Work instruction 1:
In the earnings review, what was the CECL reserve at year-end, and what share of loans did it represent?
Work instruction 2:
Give the lead-in label of every bullet point in the earnings review, under both "What Went Well" and "What Went Wrong."
Work instruction 3:
Render this sentence from the earnings review in Spanish: "Earnings pressure from legacy loans: Q4 DE/sh fell to $0.29 and GAAP EPS to $(0.05), prompting a reset of the dividend to $0.23 to align with the “performing book” while uncertainty around underperformers persists."

══ Source passage

What Went Well and What Went Wrong

  • What Went Well

    • Origination momentum and pipeline: $135M new commitments closed in 2024, $15M additional closed post-year-end, and >$380M active pipeline as of March 1, supporting forward deployment at attractive risk-adjusted returns.
    • Portfolio yield intact and liquidity available: weighted average yield to maturity ~18%, two revolving facilities totaling $100M capacity with ~$89M available as of March 1.
    • Portfolio management progress: $119M of paydowns across five underperforming credits in 2024 (including full, at-par exit of a large loan to a subsidiary of a public company), supporting book value through reversal of reserves on exited positions.
  • What Went Wrong

    • Earnings pressure from legacy loans: Q4 DE/sh fell to $0.29 and GAAP EPS to $(0.05), prompting a reset of the dividend to $0.23 to align with the “performing book” while uncertainty around underperformers persists.
    • Credit costs and valuation marks: CECL reserve at $30.6M (10.4% of loans) and unrealized losses at $19.7M at year-end; interest income and net interest income softened through H2.
    • Justice Grown dispute/defaults under forbearance: management emphasized pursuing rights/remedies, publicly refuting accusations while acknowledging renewed defaults—representing a key portfolio overhang.

Transcript

Operator (participant)

════
══ Data shown

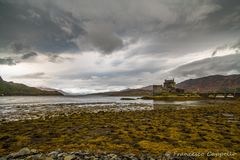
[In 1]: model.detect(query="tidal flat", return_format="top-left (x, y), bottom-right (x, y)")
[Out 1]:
top-left (0, 100), bottom-right (240, 159)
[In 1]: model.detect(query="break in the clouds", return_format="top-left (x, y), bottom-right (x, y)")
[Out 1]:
top-left (0, 0), bottom-right (240, 92)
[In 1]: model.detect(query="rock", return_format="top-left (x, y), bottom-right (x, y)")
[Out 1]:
top-left (106, 154), bottom-right (118, 160)
top-left (64, 155), bottom-right (76, 160)
top-left (7, 147), bottom-right (31, 158)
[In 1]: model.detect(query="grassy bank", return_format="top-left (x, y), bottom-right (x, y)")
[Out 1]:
top-left (0, 102), bottom-right (240, 159)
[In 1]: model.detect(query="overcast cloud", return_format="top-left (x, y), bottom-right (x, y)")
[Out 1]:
top-left (0, 0), bottom-right (240, 92)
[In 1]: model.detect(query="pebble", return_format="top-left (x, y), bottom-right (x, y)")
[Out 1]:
top-left (0, 148), bottom-right (174, 160)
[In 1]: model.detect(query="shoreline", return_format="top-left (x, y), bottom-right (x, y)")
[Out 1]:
top-left (0, 101), bottom-right (240, 159)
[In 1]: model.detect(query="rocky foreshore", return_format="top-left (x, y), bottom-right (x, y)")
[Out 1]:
top-left (0, 147), bottom-right (182, 160)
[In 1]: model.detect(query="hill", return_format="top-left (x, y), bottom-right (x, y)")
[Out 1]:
top-left (0, 77), bottom-right (63, 96)
top-left (177, 75), bottom-right (240, 93)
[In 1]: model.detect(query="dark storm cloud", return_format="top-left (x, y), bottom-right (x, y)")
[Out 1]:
top-left (0, 0), bottom-right (240, 56)
top-left (21, 52), bottom-right (38, 60)
top-left (171, 54), bottom-right (240, 77)
top-left (12, 72), bottom-right (47, 79)
top-left (0, 0), bottom-right (83, 53)
top-left (0, 58), bottom-right (16, 66)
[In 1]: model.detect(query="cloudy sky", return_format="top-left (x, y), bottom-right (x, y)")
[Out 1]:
top-left (0, 0), bottom-right (240, 93)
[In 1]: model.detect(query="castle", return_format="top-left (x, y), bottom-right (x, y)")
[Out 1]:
top-left (152, 79), bottom-right (184, 96)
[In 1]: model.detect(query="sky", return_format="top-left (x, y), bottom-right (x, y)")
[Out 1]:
top-left (0, 0), bottom-right (240, 94)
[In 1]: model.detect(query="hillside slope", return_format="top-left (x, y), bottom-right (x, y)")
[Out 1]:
top-left (177, 75), bottom-right (240, 93)
top-left (0, 77), bottom-right (63, 96)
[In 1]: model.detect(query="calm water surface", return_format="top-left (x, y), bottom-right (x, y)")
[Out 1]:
top-left (0, 96), bottom-right (202, 106)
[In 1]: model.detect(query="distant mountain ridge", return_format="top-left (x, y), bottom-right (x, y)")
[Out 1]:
top-left (0, 76), bottom-right (63, 96)
top-left (177, 74), bottom-right (240, 93)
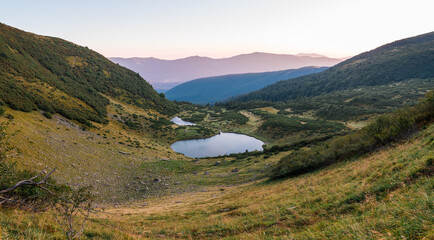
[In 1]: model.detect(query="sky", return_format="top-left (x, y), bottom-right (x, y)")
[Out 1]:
top-left (0, 0), bottom-right (434, 59)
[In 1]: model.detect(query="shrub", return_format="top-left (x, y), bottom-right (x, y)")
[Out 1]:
top-left (271, 91), bottom-right (434, 178)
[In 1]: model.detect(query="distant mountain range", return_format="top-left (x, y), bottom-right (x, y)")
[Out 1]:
top-left (110, 52), bottom-right (345, 90)
top-left (231, 32), bottom-right (434, 104)
top-left (165, 67), bottom-right (327, 104)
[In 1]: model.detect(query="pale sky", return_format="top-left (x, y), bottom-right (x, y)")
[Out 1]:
top-left (0, 0), bottom-right (434, 59)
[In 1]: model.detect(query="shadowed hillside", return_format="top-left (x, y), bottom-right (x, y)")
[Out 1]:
top-left (0, 24), bottom-right (175, 124)
top-left (165, 67), bottom-right (327, 104)
top-left (110, 52), bottom-right (343, 90)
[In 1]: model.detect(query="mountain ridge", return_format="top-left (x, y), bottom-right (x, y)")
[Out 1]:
top-left (109, 52), bottom-right (343, 90)
top-left (165, 67), bottom-right (327, 104)
top-left (0, 24), bottom-right (176, 125)
top-left (227, 32), bottom-right (434, 102)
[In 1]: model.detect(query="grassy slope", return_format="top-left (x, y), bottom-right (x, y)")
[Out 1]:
top-left (227, 32), bottom-right (434, 102)
top-left (0, 101), bottom-right (192, 203)
top-left (0, 125), bottom-right (434, 239)
top-left (0, 23), bottom-right (176, 124)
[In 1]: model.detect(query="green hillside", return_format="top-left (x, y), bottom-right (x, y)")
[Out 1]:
top-left (227, 32), bottom-right (434, 103)
top-left (165, 67), bottom-right (327, 104)
top-left (0, 24), bottom-right (176, 124)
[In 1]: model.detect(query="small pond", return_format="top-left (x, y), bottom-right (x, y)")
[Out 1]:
top-left (171, 132), bottom-right (264, 158)
top-left (170, 117), bottom-right (196, 126)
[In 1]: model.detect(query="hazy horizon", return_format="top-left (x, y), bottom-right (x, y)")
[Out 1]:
top-left (0, 0), bottom-right (434, 60)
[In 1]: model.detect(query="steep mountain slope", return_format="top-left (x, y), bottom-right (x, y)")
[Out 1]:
top-left (227, 32), bottom-right (434, 102)
top-left (110, 52), bottom-right (343, 90)
top-left (165, 67), bottom-right (327, 104)
top-left (0, 24), bottom-right (175, 124)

════

Answer space 1:
$30.6M, or 10.4% of loans.

Answer space 2:
Origination momentum and pipeline
Portfolio yield intact and liquidity available
Portfolio management progress
Earnings pressure from legacy loans
Credit costs and valuation marks
Justice Grown dispute/defaults under forbearance

Answer space 3:
Presión sobre las ganancias por préstamos heredados: las DE por acción del 4T cayeron a $0.29 y el BPA según GAAP a $(0.05), lo que llevó a reajustar el dividendo a $0.23 para alinearlo con la “cartera productiva” mientras persiste la incertidumbre en torno a los préstamos de bajo rendimiento.